The CSV files from the pipeline contain raw extracted values. Kay Mann and kay mann would become two separate User nodes. kay.mann@enron.com and Kay.Mann@Enron.com would become two Mailbox nodes. OCR-garbled domains like enror.corm would never match enron.com.
Before importing, we need normalized values to merge on. The raw values stay — normalized values sit alongside them in _norm columns.
Open 2.8_cleaning_and_normalization.ipynb in your Codespace to follow along.
What you’ll learn
By the end of this lesson, you’ll be able to:
Inspect raw extracted data for systematic quality issues
Apply a standard NLP normalization pipeline: unicode decomposition, artifact stripping, lowercasing
Build a corpus-specific OCR domain correction table
Relocate misplaced email addresses rather than discarding them
Write normalized CSV files ready for Neo4j import
The approach
Create _norm columns alongside the raw values. Import merges on the normalized form; the raw value is preserved as a property for traceability.
This approach works for this dataset — few people share identical names among the few thousand who worked at Enron. For a larger or more ambiguous dataset (census data, for example), you would merge on the most unique identifier or constellation of identifiers.

DATA EXTRACT:

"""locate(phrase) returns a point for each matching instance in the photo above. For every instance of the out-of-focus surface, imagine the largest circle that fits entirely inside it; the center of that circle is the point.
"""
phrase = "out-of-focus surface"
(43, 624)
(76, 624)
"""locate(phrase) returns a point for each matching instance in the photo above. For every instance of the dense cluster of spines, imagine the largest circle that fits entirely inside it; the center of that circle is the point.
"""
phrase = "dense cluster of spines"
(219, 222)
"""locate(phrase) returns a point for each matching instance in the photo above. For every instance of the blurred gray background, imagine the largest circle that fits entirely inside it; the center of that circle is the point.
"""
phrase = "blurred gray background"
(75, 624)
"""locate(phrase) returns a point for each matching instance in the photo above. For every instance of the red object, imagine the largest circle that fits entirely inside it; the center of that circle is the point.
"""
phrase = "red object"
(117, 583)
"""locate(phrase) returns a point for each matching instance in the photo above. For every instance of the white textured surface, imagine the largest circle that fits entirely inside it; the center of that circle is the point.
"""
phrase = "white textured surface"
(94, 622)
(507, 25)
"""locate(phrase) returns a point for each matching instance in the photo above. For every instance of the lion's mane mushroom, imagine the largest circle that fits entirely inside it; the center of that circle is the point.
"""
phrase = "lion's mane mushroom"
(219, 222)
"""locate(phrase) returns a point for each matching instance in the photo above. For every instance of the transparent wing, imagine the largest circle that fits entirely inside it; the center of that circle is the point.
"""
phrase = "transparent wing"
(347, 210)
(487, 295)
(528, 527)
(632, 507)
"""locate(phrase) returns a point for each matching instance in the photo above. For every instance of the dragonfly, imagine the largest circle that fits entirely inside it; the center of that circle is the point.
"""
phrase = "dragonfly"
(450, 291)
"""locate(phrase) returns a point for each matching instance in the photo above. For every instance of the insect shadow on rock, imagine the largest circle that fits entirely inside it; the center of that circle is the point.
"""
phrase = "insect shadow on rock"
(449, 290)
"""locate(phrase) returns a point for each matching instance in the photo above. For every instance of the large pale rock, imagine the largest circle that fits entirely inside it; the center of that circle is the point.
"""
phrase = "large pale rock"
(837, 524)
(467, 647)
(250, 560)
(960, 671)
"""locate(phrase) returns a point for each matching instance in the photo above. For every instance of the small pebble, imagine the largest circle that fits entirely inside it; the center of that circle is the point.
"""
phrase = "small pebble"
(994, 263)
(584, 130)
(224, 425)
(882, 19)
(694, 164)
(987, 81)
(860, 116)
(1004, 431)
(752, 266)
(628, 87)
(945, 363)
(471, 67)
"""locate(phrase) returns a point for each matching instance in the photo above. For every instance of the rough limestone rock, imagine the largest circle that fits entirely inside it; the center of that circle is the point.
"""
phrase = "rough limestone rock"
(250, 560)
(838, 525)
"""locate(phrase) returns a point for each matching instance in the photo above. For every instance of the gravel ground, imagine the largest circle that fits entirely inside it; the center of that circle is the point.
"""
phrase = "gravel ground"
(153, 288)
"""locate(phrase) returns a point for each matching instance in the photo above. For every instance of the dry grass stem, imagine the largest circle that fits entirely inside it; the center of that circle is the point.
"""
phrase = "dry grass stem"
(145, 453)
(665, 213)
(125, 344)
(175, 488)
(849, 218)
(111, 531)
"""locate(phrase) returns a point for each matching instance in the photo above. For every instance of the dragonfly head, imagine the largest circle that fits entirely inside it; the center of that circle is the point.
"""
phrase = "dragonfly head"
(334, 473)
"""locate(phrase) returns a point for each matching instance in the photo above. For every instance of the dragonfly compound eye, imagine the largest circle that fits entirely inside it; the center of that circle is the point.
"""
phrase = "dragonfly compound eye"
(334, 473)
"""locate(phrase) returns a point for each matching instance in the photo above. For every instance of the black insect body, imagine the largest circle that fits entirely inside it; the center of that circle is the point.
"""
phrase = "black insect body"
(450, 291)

TASKS:
(a) Give every skill that the normalization lesson says you'll be able to perform by the end.
(b) Reproduce everything in the normalization lesson from "The CSV files" down to "never match enron.com.", character for character.

FULL ANSWERS:
(a)
- Inspect raw extracted data for systematic quality issues
- Apply a standard NLP normalization pipeline: unicode decomposition, artifact stripping, lowercasing
- Build a corpus-specific OCR domain correction table
- Relocate misplaced email addresses rather than discarding them
- Write normalized CSV files ready for Neo4j import

(b)
The CSV files from the pipeline contain raw extracted values. Kay Mann and kay mann would become two separate User nodes. kay.mann@enron.com and Kay.Mann@Enron.com would become two Mailbox nodes. OCR-garbled domains like enror.corm would never match enron.com.